[Stored records]
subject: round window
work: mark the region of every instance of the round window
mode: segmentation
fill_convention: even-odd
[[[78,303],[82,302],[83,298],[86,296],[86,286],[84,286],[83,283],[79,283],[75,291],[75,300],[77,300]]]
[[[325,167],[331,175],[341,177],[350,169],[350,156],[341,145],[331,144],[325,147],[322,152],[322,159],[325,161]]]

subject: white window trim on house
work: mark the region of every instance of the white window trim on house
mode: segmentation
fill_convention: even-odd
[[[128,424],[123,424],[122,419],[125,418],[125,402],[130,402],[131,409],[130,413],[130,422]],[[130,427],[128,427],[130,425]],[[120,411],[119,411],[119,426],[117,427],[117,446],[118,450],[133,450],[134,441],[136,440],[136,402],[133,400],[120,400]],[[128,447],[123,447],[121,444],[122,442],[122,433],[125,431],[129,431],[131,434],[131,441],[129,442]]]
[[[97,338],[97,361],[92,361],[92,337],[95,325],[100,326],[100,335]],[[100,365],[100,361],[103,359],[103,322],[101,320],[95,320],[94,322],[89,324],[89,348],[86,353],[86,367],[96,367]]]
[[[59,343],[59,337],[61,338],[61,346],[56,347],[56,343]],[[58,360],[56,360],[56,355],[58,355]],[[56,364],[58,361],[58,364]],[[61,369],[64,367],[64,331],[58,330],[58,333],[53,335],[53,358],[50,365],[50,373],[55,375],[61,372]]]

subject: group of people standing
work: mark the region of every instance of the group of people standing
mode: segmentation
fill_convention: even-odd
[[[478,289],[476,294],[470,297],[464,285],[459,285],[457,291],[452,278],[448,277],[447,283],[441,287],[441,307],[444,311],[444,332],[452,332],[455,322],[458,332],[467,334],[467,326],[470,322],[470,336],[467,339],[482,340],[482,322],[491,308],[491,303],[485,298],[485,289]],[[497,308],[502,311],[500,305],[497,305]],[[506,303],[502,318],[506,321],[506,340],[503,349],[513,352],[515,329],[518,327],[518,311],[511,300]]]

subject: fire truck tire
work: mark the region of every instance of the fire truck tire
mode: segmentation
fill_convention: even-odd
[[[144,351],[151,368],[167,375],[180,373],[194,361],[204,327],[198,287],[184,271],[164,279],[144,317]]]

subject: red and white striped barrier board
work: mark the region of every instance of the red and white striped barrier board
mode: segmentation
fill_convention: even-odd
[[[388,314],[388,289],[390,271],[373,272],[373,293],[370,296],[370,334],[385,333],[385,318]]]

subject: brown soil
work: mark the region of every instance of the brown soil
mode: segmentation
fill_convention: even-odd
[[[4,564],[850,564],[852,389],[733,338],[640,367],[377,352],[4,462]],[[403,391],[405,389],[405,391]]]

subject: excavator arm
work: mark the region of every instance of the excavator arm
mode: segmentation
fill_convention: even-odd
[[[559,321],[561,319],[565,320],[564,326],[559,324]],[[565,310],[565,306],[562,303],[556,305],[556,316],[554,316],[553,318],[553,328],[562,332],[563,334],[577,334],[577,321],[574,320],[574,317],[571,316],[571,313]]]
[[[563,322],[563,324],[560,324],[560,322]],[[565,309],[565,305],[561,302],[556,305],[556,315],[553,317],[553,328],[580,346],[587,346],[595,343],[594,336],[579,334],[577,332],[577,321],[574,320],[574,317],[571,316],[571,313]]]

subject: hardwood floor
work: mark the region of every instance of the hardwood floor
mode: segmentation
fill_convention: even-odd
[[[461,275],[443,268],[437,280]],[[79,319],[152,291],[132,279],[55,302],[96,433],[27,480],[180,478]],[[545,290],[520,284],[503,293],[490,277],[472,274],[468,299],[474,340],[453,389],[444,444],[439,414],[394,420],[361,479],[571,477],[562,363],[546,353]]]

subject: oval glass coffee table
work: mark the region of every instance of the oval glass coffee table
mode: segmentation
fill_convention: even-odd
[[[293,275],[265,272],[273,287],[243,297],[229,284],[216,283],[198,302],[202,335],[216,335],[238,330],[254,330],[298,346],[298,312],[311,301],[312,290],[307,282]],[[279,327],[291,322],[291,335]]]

EXERCISE PROMPT: Given the records above, reproduce precisely and only the lines between the line holding "subject: group of people standing" and the line holding "work: mark the region of every instance of the excavator", inclusive.

EXERCISE RESULT:
subject: group of people standing
work: mark the region of every instance of the group of people standing
mode: segmentation
fill_convention: even-odd
[[[478,289],[476,294],[470,297],[464,285],[459,285],[457,291],[452,278],[448,277],[447,283],[441,287],[441,307],[444,311],[444,332],[452,332],[455,322],[458,332],[467,334],[467,326],[470,322],[470,336],[467,339],[482,340],[482,322],[491,308],[491,303],[485,298],[485,289]],[[497,308],[502,311],[500,305],[497,305]],[[506,303],[502,318],[506,321],[506,340],[503,349],[513,352],[515,329],[518,327],[518,311],[511,300]]]

subject: fire truck tire
work: mark the region of every instance of the fire truck tire
mode: segmentation
fill_convention: even-odd
[[[144,351],[151,368],[167,375],[180,373],[194,361],[204,327],[198,287],[184,271],[164,279],[144,317]]]

subject: red and white striped barrier board
work: mark the region of every instance of the red and white striped barrier board
mode: segmentation
fill_convention: even-odd
[[[388,314],[388,289],[390,271],[373,272],[373,293],[370,296],[370,334],[385,333],[385,318]]]

subject: brown soil
work: mark the region of every instance of the brown soil
mode: segmentation
fill_convention: even-odd
[[[4,564],[850,564],[852,389],[733,338],[640,367],[377,352],[4,462]],[[403,391],[405,389],[405,391]]]

subject: excavator arm
work: mark the region of every instance of the excavator arm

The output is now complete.